------ Excerto de texto

E-Toupeira: acusação diz que Vieira autorizou entrega de benefícios a funcionários judiciais - TVI

E-Toupeira: acusação diz que Vieira autorizou entrega de benefícios a funcionários judiciais

  • Atualizada às 19:07
  • 5 set 2018, 17:26

Ministério Público acusa arguidos de vários crimes, incluindo o de corrupção ativa

A acusação no processo 'e-toupeira' considera que o presidente da Benfica SAD, Luís Filipe Vieira, teve conhecimento e autorizou a entrega de benefícios a dois funcionários judiciais, por parte do assessor jurídico do clube, Paulo Gonçalves.

As entregas aos arguidos José Silva e Júlio Loureiro eram do conhecimento do presidente da Sociedade Anónima Desportiva (SAD), que as autorizava ou delas tomava conhecimento por correio eletrónico, ou rubricando folha de autorização, sem nunca as impedir, pois tal era para beneficio da arguida [Benfica SAD], assim querendo e aceitando todas as condutas”, refere a acusação do Ministério Público (MP), a que a agência Lusa teve acesso.

Segundo o despacho do procurador adjunto Valter Alves, do Departamento de Investigação e Ação Penal de Lisboa, “todos os benefícios entregues aos funcionários judiciais e observador de arbitragem foram-no a custo da Benfica SAD, que os suportou, fazendo uso da sua própria estrutura e colaboradores”.

A acusação do processo 'e-toupeira' diz que Paulo Gonçalves, enquanto assessor da administração da Benfica SAD, e no interesse da SAD, solicitou a estes dois funcionários judiciais que lhe transmitissem informações sobre inquéritos, a troco de bilhetes, convites e merchandising do clube.

------------
------ Excertos de dados

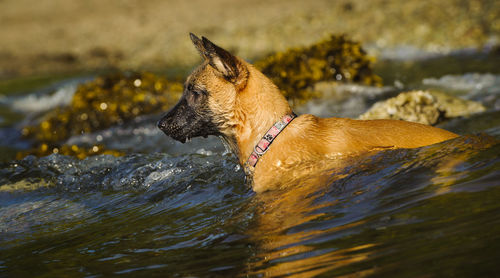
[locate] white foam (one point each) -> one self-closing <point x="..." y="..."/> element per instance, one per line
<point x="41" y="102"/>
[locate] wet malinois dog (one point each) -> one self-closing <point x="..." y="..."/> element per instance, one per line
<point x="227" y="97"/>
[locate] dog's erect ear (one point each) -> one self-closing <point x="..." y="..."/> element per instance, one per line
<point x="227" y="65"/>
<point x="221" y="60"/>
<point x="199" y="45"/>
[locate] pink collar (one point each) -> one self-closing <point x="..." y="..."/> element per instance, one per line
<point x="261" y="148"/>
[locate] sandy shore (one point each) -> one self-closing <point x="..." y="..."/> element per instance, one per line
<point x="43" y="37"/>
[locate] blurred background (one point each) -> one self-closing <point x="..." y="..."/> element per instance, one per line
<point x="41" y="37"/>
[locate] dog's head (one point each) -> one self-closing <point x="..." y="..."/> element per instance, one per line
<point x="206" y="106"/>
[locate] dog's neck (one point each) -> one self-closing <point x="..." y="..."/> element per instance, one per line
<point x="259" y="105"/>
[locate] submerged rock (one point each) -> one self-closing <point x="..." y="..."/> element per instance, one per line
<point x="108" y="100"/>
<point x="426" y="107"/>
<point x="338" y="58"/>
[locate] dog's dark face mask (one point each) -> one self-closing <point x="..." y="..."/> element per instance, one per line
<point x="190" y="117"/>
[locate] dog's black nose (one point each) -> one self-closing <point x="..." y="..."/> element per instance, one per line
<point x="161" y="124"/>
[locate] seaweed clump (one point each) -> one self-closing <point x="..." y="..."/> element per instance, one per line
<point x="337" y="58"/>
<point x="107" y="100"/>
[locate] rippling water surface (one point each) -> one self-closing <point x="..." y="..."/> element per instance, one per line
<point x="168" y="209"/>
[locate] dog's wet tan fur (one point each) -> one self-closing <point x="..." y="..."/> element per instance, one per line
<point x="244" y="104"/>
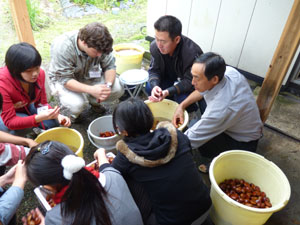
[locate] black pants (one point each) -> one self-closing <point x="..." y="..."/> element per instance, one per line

------------

### Tarefas a realizar
[1] Extraia na íntegra, sem qualquer alteração, a notícia sobre a acusação no processo e-Toupeira.
[2] Copie da listagem, sem alterações, as linhas começando na que contém "[locate] dog's wet" e terminando no fim da listagem, ambas incluídas. Deixe as imagens de fora da resposta.
O texto e a listagem têm origens distintas.

### Respostas do exercício
[1]
E-Toupeira: acusação diz que Vieira autorizou entrega de benefícios a funcionários judiciais - TVI

E-Toupeira: acusação diz que Vieira autorizou entrega de benefícios a funcionários judiciais

  • Atualizada às 19:07
  • 5 set 2018, 17:26

Ministério Público acusa arguidos de vários crimes, incluindo o de corrupção ativa

A acusação no processo 'e-toupeira' considera que o presidente da Benfica SAD, Luís Filipe Vieira, teve conhecimento e autorizou a entrega de benefícios a dois funcionários judiciais, por parte do assessor jurídico do clube, Paulo Gonçalves.

As entregas aos arguidos José Silva e Júlio Loureiro eram do conhecimento do presidente da Sociedade Anónima Desportiva (SAD), que as autorizava ou delas tomava conhecimento por correio eletrónico, ou rubricando folha de autorização, sem nunca as impedir, pois tal era para beneficio da arguida [Benfica SAD], assim querendo e aceitando todas as condutas”, refere a acusação do Ministério Público (MP), a que a agência Lusa teve acesso.

Segundo o despacho do procurador adjunto Valter Alves, do Departamento de Investigação e Ação Penal de Lisboa, “todos os benefícios entregues aos funcionários judiciais e observador de arbitragem foram-no a custo da Benfica SAD, que os suportou, fazendo uso da sua própria estrutura e colaboradores”.

A acusação do processo 'e-toupeira' diz que Paulo Gonçalves, enquanto assessor da administração da Benfica SAD, e no interesse da SAD, solicitou a estes dois funcionários judiciais que lhe transmitissem informações sobre inquéritos, a troco de bilhetes, convites e merchandising do clube.

[2]
[locate] dog's wet tan fur (one point each) -> one self-closing <point x="..." y="..."/> element per instance, one per line
<point x="244" y="104"/>
[locate] black pants (one point each) -> one self-closing <point x="..." y="..."/> element per instance, one per line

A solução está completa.